## Requirement
Reproduce the part of the business negotiation article below that begins at the words "But which are" and ends after "certainly won’t have.".

## Quoted passage
============================================================

If you don’t ask, you don’t get. It’s this simple ethos that incentivises enterprising leaders to barter down their stakeholders and achieve savings for the good of the business. We all have to step into the role of the negotiator at various points in our working lives, and if you’re a key decision-maker, the negotiations that befall you are often indispensable for the success of the business.
But which are the business domains where it’s most important to negotiate?
Here are three of the areas in business where it pays to be persuasive — some that you might have thought of already, and some that you almost certainly won’t have.
We’ll start with the latter. After all, it’s pertinent in our increasingly digital age to discuss the importance of saving on IT costs. Throughout the 2020s, businesses have been contending with growing pressures on their IT providence thanks to accelerating digital transformation efforts and IT skills suffering from a global shortage. But where can you claw back some savings?
It’s in your software. Nowadays, businesses deploy as many as 130 different applications to fulfil daily tasks, according to Statista. If your IT costs are on the up, it makes sense to try and negotiate down your contract providers. This is especially important to do as software prices continue to rise. According to software management platform Vertice, “current software inflation is vastly outpacing the going market rate, meaning that companies are spending more for the same products with each new year that they subscribe.”

============================================================

## Data shown
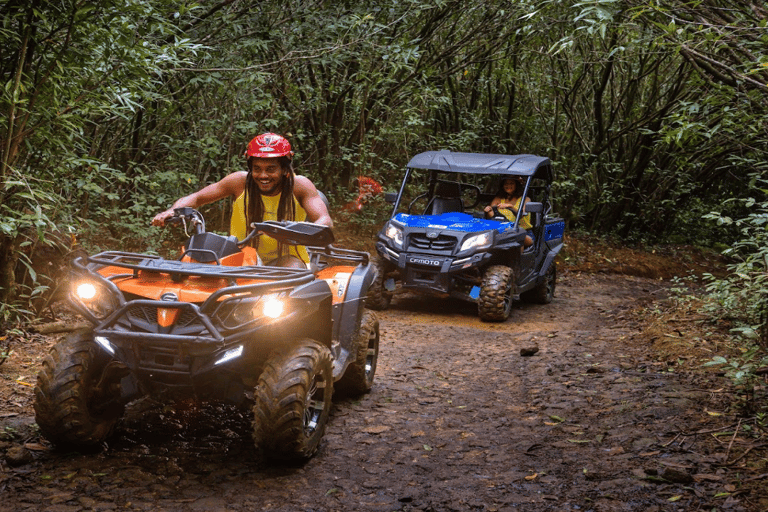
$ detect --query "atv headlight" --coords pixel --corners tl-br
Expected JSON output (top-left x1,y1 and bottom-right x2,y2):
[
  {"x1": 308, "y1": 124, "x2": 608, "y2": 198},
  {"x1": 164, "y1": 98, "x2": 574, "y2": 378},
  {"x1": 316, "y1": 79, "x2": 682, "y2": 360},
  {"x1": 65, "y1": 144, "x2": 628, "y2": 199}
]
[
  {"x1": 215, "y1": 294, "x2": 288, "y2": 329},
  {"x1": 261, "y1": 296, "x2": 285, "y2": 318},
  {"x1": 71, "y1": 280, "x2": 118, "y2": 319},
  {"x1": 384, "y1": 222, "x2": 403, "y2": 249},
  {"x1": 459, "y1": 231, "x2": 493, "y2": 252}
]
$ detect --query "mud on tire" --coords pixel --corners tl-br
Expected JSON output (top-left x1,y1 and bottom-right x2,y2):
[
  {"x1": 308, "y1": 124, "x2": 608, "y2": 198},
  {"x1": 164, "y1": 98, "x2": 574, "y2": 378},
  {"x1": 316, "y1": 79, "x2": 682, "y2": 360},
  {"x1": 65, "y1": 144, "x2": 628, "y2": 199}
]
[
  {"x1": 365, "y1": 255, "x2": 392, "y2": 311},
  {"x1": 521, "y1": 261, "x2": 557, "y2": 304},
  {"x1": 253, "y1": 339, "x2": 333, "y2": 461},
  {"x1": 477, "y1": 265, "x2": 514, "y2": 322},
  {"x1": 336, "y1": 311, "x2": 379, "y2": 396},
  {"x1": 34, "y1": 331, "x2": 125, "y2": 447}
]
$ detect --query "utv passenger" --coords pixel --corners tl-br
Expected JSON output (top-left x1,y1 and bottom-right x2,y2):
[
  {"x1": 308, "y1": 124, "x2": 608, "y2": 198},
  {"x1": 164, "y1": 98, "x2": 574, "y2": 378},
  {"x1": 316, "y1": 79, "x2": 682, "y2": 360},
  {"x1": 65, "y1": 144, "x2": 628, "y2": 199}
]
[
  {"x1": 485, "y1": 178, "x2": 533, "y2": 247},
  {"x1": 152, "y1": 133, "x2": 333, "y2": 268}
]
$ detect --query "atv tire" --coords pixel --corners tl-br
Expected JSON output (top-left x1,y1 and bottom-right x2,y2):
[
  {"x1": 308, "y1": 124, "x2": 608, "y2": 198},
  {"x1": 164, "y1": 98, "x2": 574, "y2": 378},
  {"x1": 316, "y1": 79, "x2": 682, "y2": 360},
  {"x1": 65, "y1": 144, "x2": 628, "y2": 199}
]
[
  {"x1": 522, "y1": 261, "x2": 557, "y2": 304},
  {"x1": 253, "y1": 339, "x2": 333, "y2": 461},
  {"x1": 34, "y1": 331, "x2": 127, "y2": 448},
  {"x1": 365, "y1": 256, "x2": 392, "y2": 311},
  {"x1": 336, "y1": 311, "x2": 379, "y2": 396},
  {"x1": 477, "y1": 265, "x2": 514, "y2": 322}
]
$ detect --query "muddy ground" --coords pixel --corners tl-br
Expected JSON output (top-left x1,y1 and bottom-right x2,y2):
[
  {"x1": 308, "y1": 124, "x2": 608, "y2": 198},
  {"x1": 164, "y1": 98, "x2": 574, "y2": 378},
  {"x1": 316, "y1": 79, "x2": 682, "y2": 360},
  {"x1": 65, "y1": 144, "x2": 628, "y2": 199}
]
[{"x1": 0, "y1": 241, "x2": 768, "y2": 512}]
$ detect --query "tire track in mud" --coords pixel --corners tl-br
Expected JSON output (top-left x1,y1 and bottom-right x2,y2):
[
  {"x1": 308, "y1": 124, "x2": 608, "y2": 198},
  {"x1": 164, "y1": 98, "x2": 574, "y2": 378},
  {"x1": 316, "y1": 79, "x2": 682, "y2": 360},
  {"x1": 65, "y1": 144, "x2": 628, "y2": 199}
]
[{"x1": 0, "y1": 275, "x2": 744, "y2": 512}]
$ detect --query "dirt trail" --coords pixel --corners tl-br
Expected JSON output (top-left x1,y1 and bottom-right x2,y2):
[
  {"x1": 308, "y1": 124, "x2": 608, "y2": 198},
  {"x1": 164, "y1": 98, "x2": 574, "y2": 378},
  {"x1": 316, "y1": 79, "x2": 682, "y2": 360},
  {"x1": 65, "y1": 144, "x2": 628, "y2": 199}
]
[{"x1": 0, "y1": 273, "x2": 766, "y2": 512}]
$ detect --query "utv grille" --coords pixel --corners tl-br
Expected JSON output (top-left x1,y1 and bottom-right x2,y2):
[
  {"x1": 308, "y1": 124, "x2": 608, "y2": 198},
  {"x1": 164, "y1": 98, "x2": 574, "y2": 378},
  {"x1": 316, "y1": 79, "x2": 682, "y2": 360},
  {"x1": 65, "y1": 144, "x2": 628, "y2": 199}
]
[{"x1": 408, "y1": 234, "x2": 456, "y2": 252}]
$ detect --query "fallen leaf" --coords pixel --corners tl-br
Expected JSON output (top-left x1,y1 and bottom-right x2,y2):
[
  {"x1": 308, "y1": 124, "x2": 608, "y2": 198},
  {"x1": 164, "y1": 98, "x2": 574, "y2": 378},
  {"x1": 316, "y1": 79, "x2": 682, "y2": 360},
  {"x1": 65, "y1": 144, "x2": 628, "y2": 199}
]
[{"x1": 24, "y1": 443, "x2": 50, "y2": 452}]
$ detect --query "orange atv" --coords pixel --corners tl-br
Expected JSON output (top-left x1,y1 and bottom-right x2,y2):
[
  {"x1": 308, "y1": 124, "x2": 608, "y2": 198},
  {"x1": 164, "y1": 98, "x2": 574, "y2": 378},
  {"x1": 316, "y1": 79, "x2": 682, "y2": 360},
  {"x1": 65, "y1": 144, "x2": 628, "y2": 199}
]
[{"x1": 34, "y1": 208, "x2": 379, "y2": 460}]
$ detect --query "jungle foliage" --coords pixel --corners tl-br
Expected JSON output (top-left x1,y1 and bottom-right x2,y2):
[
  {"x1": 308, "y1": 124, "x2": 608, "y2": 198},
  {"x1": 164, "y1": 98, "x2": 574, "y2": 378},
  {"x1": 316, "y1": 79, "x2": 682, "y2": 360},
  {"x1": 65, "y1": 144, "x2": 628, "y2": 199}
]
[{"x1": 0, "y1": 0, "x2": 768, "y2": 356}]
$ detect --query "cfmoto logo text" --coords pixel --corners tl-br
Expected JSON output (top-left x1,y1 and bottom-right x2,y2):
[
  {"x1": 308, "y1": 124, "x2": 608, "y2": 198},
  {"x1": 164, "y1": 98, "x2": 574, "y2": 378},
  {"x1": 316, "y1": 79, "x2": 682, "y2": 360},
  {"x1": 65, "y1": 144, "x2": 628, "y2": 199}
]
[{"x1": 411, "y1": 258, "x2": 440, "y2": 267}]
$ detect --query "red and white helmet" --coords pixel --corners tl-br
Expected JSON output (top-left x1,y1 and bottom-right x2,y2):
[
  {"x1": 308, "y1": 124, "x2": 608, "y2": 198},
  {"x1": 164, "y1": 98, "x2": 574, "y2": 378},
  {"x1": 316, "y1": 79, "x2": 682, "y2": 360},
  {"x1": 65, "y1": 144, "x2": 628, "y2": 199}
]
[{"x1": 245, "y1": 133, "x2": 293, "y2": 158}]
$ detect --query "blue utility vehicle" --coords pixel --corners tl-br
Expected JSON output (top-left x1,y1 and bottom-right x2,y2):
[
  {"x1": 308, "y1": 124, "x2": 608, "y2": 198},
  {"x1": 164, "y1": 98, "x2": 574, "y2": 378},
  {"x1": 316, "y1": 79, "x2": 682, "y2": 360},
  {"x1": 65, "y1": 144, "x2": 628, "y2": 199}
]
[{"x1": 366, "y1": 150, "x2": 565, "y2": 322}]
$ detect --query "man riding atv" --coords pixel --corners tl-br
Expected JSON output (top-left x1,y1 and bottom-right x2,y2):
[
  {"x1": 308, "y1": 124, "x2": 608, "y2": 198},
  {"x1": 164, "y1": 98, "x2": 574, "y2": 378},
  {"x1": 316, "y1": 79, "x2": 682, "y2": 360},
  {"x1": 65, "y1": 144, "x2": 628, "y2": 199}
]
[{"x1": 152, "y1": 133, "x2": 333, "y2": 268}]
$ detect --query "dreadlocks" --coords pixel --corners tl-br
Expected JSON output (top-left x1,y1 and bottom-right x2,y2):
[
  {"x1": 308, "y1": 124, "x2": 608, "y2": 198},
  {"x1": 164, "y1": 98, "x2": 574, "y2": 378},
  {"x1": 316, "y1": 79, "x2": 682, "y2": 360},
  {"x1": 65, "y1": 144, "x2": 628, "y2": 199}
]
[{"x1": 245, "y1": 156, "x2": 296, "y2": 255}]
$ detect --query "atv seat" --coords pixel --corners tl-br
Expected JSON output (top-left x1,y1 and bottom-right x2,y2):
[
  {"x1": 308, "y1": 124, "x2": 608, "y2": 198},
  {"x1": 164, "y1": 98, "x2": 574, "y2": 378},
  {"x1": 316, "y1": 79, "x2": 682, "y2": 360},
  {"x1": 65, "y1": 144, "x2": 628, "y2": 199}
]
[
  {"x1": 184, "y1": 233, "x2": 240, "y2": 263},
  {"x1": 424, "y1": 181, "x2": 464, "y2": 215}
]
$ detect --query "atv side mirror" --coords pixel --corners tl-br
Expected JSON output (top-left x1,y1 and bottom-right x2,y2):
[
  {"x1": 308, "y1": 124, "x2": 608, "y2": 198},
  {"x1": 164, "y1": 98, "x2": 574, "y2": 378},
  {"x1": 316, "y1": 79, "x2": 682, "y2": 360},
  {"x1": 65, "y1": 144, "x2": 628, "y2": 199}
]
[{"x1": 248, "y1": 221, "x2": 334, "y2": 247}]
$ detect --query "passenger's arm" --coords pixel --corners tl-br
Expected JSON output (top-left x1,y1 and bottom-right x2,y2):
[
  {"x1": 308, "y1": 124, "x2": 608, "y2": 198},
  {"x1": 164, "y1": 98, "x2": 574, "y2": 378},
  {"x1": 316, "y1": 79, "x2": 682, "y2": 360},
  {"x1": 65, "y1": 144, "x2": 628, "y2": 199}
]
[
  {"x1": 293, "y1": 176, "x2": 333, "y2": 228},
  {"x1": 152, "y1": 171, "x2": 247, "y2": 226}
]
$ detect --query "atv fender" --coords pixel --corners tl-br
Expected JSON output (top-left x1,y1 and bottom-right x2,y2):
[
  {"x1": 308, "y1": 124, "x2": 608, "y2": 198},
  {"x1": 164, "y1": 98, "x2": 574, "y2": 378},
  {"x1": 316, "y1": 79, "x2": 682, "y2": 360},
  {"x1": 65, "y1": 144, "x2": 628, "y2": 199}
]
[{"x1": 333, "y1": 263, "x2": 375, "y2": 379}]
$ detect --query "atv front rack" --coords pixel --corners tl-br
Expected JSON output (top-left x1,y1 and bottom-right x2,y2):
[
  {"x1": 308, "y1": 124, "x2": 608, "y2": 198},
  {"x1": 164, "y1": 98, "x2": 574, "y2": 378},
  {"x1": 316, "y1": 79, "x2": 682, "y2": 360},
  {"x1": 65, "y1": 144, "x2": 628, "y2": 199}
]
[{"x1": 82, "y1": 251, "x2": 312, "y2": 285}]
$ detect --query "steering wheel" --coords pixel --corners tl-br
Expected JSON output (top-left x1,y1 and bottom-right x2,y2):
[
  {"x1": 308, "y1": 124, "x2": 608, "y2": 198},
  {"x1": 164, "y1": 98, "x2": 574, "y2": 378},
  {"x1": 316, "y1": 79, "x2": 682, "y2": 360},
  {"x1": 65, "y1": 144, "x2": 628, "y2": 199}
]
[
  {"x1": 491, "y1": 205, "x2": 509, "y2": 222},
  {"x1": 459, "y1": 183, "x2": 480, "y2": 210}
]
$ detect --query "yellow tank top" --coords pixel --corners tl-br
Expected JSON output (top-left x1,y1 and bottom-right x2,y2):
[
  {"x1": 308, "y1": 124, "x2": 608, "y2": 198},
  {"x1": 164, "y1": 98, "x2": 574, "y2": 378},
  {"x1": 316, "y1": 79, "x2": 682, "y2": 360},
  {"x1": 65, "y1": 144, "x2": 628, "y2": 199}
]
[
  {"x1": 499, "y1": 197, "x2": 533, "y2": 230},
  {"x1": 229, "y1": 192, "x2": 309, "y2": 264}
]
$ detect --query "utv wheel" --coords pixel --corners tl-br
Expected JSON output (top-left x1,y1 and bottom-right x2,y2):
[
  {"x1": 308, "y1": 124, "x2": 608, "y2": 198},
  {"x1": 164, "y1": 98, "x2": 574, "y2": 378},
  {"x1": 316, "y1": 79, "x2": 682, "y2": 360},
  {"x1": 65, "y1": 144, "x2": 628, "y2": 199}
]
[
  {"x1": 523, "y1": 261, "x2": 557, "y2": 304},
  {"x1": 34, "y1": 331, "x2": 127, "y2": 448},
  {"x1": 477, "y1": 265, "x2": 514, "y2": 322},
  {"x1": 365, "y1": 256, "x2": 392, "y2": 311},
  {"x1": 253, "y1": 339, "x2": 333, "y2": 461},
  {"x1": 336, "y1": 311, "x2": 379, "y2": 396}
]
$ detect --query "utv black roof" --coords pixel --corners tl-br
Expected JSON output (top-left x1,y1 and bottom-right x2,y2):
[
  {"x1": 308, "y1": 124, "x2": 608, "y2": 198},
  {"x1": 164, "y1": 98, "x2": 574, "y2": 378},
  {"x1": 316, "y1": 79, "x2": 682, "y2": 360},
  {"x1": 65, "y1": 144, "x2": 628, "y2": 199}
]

============================================================

## Result for this exercise
But which are the business domains where it’s most important to negotiate?
Here are three of the areas in business where it pays to be persuasive — some that you might have thought of already, and some that you almost certainly won’t have.